#### [ACTIVITIES]
#1 Answer these questions using the Insys trial article:
(a) What did John Kapoor call the launch of Subsys?
(b) What did Michael Babich plead guilty to?
(c) In which court is the trial taking place?
#2 Can you sum up the Insys trial article in two sentences?
#3 Continue the Insys trial article from the point where it stops.

#### [PAGE EXTRACT]

....

Witness: Insys boss wanted patients’ dosages boosted
A crucial prosecution witness in the racketeering trial of five former Insys Therapeutics executives told jurors Tuesday the executive chairman of the company’s board was livid about the launch of its opioid painkiller Subsys, because he felt patients were being prescribed too low a dose and eventually stopped taking the drug.
John Kapoor “called it the worst (expletive) launch in history,” said former CEO Michael Babich, who pleaded guilty last month to mail fraud and conspiracy to commit mail and wire fraud for his role in the case. “A lot of our patients starting at a low dose had a higher dropoff rate.”
In week three of the trial in U.S. District Court in Boston, Babich testified the company eventually “achieved some success with certain doctors by bribes” and by providing “false and misleading statements to insurance companies” so that they would pay for Subsys.

....

#### [SUPPLIED DATA]
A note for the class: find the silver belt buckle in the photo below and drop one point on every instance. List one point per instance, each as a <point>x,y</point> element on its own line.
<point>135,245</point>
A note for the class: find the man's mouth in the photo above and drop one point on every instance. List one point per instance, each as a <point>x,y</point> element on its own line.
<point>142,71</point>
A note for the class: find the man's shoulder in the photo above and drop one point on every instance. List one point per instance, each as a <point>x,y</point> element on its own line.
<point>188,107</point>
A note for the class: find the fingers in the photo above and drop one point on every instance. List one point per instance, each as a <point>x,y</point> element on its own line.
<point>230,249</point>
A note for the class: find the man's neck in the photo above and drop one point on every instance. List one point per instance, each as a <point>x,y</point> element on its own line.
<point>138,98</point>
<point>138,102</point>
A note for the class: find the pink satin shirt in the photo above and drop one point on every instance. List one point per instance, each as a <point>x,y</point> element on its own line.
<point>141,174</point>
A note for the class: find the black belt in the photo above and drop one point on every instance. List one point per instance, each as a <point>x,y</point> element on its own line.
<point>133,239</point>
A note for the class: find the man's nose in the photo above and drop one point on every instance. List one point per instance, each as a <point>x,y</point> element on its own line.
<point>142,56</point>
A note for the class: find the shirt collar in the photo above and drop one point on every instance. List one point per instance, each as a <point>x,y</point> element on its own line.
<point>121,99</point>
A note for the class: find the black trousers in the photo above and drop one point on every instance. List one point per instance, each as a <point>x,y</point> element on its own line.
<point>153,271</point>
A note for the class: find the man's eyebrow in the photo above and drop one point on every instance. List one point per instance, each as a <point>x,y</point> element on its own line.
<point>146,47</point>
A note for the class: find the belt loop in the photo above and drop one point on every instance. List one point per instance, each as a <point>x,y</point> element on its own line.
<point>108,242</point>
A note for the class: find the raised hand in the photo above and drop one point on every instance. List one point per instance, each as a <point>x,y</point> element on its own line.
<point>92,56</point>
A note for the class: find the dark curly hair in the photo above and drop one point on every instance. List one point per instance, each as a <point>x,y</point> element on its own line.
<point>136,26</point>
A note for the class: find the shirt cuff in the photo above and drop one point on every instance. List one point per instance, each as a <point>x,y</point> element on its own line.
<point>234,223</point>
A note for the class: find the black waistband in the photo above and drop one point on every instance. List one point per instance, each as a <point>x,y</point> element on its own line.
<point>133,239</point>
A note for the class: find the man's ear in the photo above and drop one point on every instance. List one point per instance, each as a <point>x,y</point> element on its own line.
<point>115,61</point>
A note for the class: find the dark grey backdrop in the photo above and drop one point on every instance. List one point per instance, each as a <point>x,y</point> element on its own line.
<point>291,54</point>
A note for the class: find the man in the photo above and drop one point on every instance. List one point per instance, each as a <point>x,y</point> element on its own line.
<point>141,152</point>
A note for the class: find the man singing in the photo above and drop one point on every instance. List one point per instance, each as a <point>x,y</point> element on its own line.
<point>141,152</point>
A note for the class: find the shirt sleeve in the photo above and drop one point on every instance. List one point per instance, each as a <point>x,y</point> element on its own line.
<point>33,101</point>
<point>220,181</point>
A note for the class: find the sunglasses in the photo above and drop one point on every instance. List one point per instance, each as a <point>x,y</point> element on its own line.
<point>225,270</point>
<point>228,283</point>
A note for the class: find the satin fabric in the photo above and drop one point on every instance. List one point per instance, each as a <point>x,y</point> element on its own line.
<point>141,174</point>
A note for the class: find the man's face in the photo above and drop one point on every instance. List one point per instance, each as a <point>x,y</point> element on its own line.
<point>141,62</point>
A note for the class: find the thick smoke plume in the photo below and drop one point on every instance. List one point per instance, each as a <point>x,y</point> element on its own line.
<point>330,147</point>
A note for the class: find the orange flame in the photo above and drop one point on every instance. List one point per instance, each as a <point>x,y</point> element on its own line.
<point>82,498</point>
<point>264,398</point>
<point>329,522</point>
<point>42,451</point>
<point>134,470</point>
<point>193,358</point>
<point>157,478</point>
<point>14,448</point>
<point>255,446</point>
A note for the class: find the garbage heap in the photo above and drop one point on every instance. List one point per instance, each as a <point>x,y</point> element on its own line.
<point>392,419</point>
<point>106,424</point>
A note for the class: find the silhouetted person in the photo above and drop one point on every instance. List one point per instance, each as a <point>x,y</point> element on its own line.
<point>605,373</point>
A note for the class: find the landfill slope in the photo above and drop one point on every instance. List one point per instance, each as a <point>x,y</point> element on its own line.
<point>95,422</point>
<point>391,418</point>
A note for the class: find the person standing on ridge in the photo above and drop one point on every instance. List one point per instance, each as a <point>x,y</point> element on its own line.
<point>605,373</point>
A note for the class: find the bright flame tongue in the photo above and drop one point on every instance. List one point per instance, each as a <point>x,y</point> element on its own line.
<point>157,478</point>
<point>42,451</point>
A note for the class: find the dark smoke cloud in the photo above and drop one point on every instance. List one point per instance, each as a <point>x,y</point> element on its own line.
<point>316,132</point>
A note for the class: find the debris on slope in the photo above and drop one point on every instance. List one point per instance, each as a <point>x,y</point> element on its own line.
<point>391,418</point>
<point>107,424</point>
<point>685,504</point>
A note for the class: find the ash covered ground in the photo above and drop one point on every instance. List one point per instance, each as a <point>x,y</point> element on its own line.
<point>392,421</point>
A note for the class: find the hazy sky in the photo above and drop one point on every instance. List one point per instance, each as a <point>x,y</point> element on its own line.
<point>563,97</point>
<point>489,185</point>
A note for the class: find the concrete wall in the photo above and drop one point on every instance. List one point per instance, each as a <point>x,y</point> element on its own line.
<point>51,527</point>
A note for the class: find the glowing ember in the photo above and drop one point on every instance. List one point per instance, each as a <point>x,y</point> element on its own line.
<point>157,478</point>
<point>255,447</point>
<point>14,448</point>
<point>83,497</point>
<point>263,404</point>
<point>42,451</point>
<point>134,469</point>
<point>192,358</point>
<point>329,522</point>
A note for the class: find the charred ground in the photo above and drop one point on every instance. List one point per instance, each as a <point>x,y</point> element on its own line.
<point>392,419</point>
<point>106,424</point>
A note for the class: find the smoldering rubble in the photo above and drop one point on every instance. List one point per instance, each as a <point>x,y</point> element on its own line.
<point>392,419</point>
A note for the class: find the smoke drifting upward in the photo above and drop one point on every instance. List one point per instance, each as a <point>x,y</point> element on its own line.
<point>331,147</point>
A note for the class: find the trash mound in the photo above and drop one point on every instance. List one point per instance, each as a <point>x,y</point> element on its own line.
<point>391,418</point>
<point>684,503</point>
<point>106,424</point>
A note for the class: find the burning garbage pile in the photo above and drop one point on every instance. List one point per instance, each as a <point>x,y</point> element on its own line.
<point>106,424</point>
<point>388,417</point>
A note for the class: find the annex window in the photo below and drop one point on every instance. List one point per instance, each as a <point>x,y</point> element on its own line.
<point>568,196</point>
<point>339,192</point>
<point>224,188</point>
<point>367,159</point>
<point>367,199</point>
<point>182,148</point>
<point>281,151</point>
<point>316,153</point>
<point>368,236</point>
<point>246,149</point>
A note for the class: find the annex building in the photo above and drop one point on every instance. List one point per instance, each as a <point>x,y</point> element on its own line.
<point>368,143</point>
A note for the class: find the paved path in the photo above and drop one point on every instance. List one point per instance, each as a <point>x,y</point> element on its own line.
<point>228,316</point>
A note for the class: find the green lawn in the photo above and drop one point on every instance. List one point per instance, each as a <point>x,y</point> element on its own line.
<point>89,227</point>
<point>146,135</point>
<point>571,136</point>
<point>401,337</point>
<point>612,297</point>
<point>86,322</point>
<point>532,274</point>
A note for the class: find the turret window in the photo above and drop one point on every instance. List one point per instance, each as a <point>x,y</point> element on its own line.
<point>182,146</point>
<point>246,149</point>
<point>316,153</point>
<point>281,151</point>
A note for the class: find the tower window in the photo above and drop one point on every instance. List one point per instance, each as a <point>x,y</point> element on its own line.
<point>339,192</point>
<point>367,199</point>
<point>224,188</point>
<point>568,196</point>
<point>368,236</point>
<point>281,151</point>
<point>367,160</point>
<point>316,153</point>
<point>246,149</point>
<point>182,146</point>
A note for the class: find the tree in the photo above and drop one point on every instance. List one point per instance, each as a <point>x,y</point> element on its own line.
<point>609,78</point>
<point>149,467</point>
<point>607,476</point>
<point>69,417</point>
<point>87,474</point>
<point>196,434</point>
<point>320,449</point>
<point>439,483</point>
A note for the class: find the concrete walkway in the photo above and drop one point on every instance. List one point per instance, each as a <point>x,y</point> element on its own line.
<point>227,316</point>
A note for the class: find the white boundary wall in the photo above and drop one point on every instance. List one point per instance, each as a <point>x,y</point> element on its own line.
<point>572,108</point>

....

#### [ANSWER SECTION]
#1
(a) He called it "the worst (expletive) launch in history."
(b) Mail fraud and conspiracy to commit mail and wire fraud.
(c) U.S. District Court in Boston.

#2 At the racketeering trial of five former Insys Therapeutics executives, former CEO Michael Babich testified that executive chairman John Kapoor was livid about the Subsys launch because patients were prescribed too low a dose and stopped taking the drug. Babich, who pleaded guilty last month to mail fraud and conspiracy to commit mail and wire fraud, said the company eventually achieved some success through bribes to doctors and false and misleading statements to insurance companies.

#3
From 2012 to 2015, Kapoor and his co-defendants — vice president of managed markets Michael J. Gurry, director of sales Richard M. Simon, and regional sales directors Joseph A. Rowan and Sunrise Lee — conspired to pay out more than $1 million in bribes to doctors across the country to prescribe Subsys “at ever-increasing doses” and con insurance companies into paying for the fentanylbased drug, at an average monthly cost of $19,000 per patient, prosecutors allege.
The Food and Drug Administration approved Subsys in 2012 for cancer patients with “breakthrough pain,” extreme pain that strikes while a patient is already medicated with a long-acting painkiller. But prosecutors allege Insys even bribed doctors who did not have many cancer patients because Kapoor and his co-defendants wanted to expand the market to all pain patients in order to maximize profits.
In his opening statement last month, Assistant U.S. Attorney David Lazarus told the jury Lee, a former stripper, “got personal” with a doctor at a nightclub to get him to write more Subsys prescriptions.
Kapoor’s lawyer, Beth Wilkinson, argued last month that Kapoor didn’t know his employees were cutting side deals with doctors.
Alec Burlakoff, former vice president of sales, wanted “free rein,” Wilkinson said, so he tried to prevent the executive chairman from reviewing payments to doctors who wrote prescriptions for Subsys.
Like Babich, Burlakoff, who pleaded guilty in November to racketeering conspiracy, is expected to testify for the prosecution.